### DIRECTIONS
(a) Output the passage of the driving thread from "I had to take" to "Pass or fail.", copied word for word.
(b) Answer these questions about the driving thread:
(i) In what kind of transmission did the poster who mentions a perfect road test score take that test?
(ii) How many points were lost on the parallel parking portion?
(iii) Which company might reputation risk make overly cautious right now?

### SELECTED EXCERPT
──────────────────────────────

I rear-ended someone a month after getting a car in FL, about two months after I got my license in NYC.

:cry:

My first and only at-fault accident

I had to take the test in a stick shift when I’d only practiced parallel parking in the automatic transmission driver’s ed car.

I got a perfect score on the road test but I lost 10 points on the parallel parking portion because the car was crooked when it wasn’t supposed to be. That was still good enough to pass. Tester was impressed that I was taking the test in a stick… said he hadn’t seen that in years. But of course it was permitted and my Dad only had the one car, so… :woman_shrugging:

If we earned/lost “points”, they didn’t share that with us. We were tested on a two point scale. Pass or fail.

=

To be clear, I don’t really know if I’m a believer either. The tech is difficult. We might very well have flying cars or super-intelligent robots before we get widespread self-driving cars.

I think regulators are mostly moving out of the way for AVs, but I agree reputation risk might make waymo overly cautious right now.

People have literally died because they had a seatbelt on and only because they had a seatbelt on. Same for airbags.

I see self driving cars as being mandatory in the future. Humans suck at driving. The number of people dying because of self driving tech will be so insignificant compared to human driver casualties it won’t be even close.
Just like seatbelts and airbags, people won’t have a choice.

──────────────────────────────

### Source data
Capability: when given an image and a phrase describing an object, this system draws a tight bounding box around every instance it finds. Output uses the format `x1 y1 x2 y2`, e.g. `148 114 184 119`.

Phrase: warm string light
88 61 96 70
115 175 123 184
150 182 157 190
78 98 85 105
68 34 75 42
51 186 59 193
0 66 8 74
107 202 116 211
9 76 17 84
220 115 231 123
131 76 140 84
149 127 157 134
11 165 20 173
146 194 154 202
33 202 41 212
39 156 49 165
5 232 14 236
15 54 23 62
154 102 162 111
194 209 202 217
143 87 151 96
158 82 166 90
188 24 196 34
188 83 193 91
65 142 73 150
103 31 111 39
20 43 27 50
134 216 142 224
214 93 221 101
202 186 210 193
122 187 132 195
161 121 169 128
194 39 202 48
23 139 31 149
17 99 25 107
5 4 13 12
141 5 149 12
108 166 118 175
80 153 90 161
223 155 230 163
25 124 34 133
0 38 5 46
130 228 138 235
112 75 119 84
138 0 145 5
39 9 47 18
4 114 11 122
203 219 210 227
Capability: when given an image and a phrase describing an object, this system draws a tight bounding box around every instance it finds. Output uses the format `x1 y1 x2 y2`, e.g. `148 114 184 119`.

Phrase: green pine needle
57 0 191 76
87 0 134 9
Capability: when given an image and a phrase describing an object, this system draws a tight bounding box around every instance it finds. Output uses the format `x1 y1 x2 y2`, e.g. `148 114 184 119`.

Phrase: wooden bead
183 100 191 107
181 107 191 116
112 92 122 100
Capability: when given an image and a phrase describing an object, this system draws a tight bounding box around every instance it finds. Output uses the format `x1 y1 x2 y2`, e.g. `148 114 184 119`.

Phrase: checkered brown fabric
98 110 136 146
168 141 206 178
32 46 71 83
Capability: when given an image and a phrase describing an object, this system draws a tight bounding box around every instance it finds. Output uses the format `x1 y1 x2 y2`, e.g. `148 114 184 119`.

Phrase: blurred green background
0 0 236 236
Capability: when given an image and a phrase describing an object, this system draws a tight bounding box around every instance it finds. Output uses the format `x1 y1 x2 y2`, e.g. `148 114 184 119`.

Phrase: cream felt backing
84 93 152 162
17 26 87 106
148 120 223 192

──────────────────────────────

### WRITTEN RESPONSES
(a)
I had to take the test in a stick shift when I’d only practiced parallel parking in the automatic transmission driver’s ed car.

I got a perfect score on the road test but I lost 10 points on the parallel parking portion because the car was crooked when it wasn’t supposed to be. That was still good enough to pass. Tester was impressed that I was taking the test in a stick… said he hadn’t seen that in years. But of course it was permitted and my Dad only had the one car, so… :woman_shrugging:

If we earned/lost “points”, they didn’t share that with us. We were tested on a two point scale. Pass or fail.

(b)
(i) A stick shift.
(ii) 10 points.
(iii) waymo.